Biodiversity Day Alarm Raises Stakes for Jeff's 100-Mile Africa Walk in the Wild

With 1 million species at risk of extinction, Jeff de Graffenried will walk 100 miles across one of Africa's most biodiverse parks to fight wildlife poaching.

Online PR News – 21-May-2019 – Lusaka, Zambia – As species disappear at the fastest rate in history, International Biodiversity Day on May 22 is taking on urgent meaning as American Jeff de Graffenried prepares for his 100-mile walk across one of Africa's most important wilderness areas.

"It's hard to believe that day to day we're killing off species on a scale not experienced since an asteroid wiped out the dinosaurs," Jeff says. "The clock is ticking to save places like Kafue National Park in Zambia, keystone of a wildlife ecosystem that spans five countries."

Jeff, an Alabama native who works in southern Africa, decided that the best way to dramatize the fight to save Africa's iconic animals is to get on the ground with them, eye to eye, and walk. Jeff will raise money to supply brave government rangers with improved gear and fund other conservation measures designed to protect the wild inhabitants of Kafue's dazzling habitats.

The Kafue rangers are facing off against thousands of heavily armed poachers. Relentless attacks on elephants for their prized ivory tusks and smaller animals for bush-meat or, in the case of the shy pangolin, for scales coveted in Asia for aphrodisiacs, are threatening a paradise that belongs to the world.

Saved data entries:
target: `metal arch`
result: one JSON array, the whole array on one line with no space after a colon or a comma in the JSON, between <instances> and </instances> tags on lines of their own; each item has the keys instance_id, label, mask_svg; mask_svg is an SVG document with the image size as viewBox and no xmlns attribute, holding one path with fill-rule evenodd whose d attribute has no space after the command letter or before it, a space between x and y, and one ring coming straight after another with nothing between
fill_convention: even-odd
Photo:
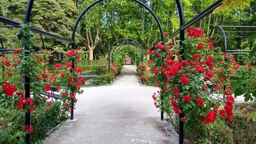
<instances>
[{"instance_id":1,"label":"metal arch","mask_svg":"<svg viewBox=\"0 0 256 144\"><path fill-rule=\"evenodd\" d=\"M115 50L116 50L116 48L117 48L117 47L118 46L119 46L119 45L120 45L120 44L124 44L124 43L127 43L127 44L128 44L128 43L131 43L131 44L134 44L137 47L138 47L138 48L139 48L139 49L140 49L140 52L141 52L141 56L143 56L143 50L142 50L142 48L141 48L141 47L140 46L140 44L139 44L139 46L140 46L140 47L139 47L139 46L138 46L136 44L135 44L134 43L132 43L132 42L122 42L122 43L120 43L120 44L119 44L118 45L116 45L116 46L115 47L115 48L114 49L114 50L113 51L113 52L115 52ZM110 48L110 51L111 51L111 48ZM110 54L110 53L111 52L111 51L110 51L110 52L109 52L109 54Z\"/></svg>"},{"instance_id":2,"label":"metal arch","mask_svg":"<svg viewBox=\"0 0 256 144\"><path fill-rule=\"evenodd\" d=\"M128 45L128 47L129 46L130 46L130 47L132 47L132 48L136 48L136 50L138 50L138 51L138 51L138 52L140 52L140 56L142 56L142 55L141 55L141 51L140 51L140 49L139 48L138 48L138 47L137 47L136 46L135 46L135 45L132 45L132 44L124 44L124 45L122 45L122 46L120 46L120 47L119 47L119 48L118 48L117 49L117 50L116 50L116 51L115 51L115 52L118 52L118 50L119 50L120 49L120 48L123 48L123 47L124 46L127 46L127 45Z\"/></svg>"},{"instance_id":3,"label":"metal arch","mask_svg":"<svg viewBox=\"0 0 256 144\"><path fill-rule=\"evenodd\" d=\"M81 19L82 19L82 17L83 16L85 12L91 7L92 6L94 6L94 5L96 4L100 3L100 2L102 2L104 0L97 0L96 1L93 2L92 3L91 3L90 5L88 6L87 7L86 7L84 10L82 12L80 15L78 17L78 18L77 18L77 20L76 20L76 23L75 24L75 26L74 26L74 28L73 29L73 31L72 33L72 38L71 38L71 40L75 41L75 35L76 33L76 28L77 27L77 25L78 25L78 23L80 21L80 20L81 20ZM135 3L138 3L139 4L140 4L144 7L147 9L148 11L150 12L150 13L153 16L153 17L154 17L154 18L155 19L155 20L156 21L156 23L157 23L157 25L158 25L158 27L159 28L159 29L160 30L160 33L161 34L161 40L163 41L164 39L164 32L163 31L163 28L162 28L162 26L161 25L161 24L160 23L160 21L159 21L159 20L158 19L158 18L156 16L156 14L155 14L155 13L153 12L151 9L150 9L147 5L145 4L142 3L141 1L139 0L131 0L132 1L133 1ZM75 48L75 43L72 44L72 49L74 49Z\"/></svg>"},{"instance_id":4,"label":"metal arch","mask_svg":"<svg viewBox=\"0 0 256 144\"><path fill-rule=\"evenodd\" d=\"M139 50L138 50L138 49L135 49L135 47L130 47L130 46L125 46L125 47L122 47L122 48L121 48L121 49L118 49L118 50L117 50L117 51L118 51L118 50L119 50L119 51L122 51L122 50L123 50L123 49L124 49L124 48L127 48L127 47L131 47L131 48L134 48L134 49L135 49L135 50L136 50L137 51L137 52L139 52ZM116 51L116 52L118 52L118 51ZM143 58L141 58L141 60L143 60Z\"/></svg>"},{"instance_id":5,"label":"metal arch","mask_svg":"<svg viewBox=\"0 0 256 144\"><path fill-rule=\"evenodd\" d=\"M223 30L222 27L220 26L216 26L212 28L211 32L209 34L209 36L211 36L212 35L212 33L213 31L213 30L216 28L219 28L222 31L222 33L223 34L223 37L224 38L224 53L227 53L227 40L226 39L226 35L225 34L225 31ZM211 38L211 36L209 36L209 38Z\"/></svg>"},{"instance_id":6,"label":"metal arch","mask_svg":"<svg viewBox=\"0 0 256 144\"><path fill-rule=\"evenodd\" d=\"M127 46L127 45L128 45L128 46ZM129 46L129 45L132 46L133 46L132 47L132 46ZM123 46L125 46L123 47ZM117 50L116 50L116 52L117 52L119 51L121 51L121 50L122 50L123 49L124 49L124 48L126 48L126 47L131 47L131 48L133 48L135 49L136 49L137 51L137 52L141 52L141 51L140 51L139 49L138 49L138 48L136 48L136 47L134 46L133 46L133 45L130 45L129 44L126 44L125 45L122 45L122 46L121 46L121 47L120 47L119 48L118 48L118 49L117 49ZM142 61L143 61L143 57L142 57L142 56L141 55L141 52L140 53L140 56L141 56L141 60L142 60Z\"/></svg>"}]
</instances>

--

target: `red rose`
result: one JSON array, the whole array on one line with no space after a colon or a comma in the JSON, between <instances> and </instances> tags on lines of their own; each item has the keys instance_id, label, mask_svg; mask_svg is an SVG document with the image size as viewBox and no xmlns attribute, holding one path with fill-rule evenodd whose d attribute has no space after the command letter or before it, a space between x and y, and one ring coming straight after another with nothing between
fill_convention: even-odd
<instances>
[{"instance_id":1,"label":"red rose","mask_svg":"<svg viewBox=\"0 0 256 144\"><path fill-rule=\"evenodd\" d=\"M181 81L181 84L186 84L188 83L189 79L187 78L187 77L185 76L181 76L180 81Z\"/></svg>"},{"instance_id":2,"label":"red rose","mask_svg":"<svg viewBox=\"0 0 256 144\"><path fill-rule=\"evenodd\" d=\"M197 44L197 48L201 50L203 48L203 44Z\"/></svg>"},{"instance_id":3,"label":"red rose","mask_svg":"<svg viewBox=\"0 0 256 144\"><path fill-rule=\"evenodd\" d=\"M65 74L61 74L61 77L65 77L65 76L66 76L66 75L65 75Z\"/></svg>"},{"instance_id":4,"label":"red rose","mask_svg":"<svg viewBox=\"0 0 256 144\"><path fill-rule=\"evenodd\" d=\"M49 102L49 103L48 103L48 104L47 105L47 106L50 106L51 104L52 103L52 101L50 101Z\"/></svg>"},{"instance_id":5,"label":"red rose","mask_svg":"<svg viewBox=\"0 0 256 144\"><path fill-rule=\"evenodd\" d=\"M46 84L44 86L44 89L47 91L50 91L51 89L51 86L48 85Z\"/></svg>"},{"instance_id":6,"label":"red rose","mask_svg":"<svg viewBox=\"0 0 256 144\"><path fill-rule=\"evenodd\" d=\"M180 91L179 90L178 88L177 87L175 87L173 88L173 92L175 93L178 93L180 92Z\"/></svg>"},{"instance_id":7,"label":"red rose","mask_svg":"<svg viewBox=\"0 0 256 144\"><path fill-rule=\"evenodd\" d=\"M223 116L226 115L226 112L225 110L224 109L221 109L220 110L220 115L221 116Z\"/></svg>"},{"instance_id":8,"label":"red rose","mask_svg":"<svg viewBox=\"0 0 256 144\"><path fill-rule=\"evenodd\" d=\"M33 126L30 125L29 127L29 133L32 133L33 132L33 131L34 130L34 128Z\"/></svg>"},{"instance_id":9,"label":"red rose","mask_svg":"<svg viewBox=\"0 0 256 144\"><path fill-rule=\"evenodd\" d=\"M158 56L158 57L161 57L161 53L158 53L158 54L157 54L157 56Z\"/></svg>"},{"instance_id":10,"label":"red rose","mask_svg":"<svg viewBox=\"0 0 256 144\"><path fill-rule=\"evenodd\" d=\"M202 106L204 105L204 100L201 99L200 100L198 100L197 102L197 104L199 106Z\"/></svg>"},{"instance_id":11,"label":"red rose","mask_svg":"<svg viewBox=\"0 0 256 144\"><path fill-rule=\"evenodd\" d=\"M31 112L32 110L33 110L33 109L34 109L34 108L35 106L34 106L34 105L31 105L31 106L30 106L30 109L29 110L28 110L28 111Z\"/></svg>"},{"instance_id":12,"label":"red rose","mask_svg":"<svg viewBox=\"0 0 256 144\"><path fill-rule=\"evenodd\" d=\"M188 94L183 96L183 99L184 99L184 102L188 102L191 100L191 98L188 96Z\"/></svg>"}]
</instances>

==

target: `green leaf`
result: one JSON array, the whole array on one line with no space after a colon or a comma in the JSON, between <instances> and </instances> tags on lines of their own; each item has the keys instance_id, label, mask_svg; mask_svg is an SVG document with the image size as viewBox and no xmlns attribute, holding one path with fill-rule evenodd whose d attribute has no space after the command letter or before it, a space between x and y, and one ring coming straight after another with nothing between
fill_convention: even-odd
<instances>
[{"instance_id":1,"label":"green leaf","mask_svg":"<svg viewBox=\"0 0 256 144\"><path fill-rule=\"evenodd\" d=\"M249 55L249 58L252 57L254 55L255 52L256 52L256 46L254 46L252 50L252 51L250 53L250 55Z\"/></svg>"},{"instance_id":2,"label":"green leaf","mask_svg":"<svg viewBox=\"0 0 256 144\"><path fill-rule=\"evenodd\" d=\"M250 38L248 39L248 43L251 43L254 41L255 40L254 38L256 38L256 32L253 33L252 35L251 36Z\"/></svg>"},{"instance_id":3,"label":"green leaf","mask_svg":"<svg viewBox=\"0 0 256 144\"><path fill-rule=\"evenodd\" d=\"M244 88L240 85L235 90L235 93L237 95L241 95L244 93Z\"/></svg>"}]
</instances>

TASK DESCRIPTION
Continue the press release above about Jeff de Graffenried's 100-mile walk through Kafue National Park, picking up after its last sentence.

WRITTEN ANSWER
Every year vast tracts of the Kafue ecosystem succumb to bush fires decimating habitat for a plethora of species large and small

What's happening in Zambia is part of the bigger assault on biodiversity that has put 1 million species on the brink of extinction worldwide, according to a report from the Intergovernmental Science-Policy Platform on Biodiversity and Ecosystem Services meeting in Paris this month. The most comprehensive biodiversity assessment ever, by experts in 50 countries, showed that humanity can stop this disaster if we act fast, "at every level from local to global," the group said.

While under threat, Kafue still teems with life. Almost 500 bird species call the park home along with leopards, cheetahs and buffaloes. Hundreds of lions and thousands of elephants roam the land. More antelope species are found in Kafue than anywhere else in Africa, including the endemic red lechwe and roan, sable, eland and blue wildebeest.

"Kafue is one of Africa's most biodiverse wildlife areas, and while the variety of flora and fauna in existence here is impressive, it is not without frailty," says Tyrone McKeith, who runs the Musekese safari camp in Kafue and Musekese Conservation with fellow eco-entrepreneur Phil Jeffery.

Human pressures go beyond poaching. "Every year vast tracts of the Kafue ecosystem succumb to bush fires, decimating habitat for a plethora of species large and small," Tyrone says.

In August, Jeff will set off across the northern tier of Kafue with veteran adventure filmmaker Craig Adkins. While showing off the rich diversity of Kafue and the astonishing landscape ranging from lush grasslands to thick tropical forests to sparkling rivers and the mystical Busanga swamps, Jeff also will spotlight the dedication of the Zambians who patrol this natural panorama.

Rangers from the anti-poaching unit of the Zambian Department of National Parks and Wildlife march off into the bush outfitted like soldiers heading to battle. Dressed in camouflage fatigues, shouldering heavy backpacks, and toting rifles, these men and women deploy into Kafue for weeks at a time to face off against bands of determined poachers armed with military-grade weapons.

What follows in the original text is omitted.